TRAVAIL À FAIRE.
Répondez aux trois questions suivantes à l'aide de l'article sur les farines animales.
(a) Quelle fonction Guillaume Roué occupe-t-il ?
(b) Selon lui, à quels animaux les farines issues des porcs seraient-elles destinées ?
(c) Quels sont les principaux concurrents des producteurs français cités dans l'article ?

EXTRAIT DU TEXTE.

Voici une délectable nouvelle que publie le Monde :
Les producteurs français de porcs favorables à la réintroduction des farines de viandes et d'os
LE MONDE | 07.05.08 | 17h01 • Mis à jour le 07.05.08 | 17h01
(...) Guillaume Roué, vice-président de la Fédération nationale française des producteurs de porcs, estime qu'une utilisation partielle de certaines farines animales est aujourd'hui envisageable. Il s'agirait, selon lui, d'utiliser celles issues des porcs dans l'alimentation des volailles et inversement. Un tel système offrirait l'avantage de prévenir la forme de "cannibalisme" qui prévalait avant 2000 quand des herbivores étaient nourris avec des farines carnées. "Il faut bien reconnaître le fait que le cochon est un omnivore qui, ces dernières années, a été rendu végétarien", observe M. Roué qui s'offusque du fait que les principaux concurrents des producteurs français, les Américains et les Brésiliens, peuvent, eux, avoir recours aux farines animales et exporter leur production en Europe.

DONNÉES FOURNIES.
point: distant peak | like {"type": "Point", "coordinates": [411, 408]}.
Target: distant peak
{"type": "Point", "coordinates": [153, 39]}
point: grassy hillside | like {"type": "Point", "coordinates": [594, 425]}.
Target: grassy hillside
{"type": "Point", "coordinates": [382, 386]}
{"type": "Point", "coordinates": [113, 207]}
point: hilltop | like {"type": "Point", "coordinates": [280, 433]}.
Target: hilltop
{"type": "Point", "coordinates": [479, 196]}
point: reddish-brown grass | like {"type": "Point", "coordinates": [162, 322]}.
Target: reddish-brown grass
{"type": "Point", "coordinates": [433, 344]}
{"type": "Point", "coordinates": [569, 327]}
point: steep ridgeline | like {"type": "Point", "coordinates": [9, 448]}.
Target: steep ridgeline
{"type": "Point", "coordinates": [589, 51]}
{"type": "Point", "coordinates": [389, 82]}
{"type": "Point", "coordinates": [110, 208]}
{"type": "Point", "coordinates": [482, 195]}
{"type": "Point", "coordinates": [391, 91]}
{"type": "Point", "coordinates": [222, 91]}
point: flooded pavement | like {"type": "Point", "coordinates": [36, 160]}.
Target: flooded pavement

CORRIGÉ DE L'EXERCICE.
(a) Il est vice-président de la Fédération nationale française des producteurs de porcs.
(b) Elles seraient destinées aux volailles.
(c) Ce sont les Américains et les Brésiliens.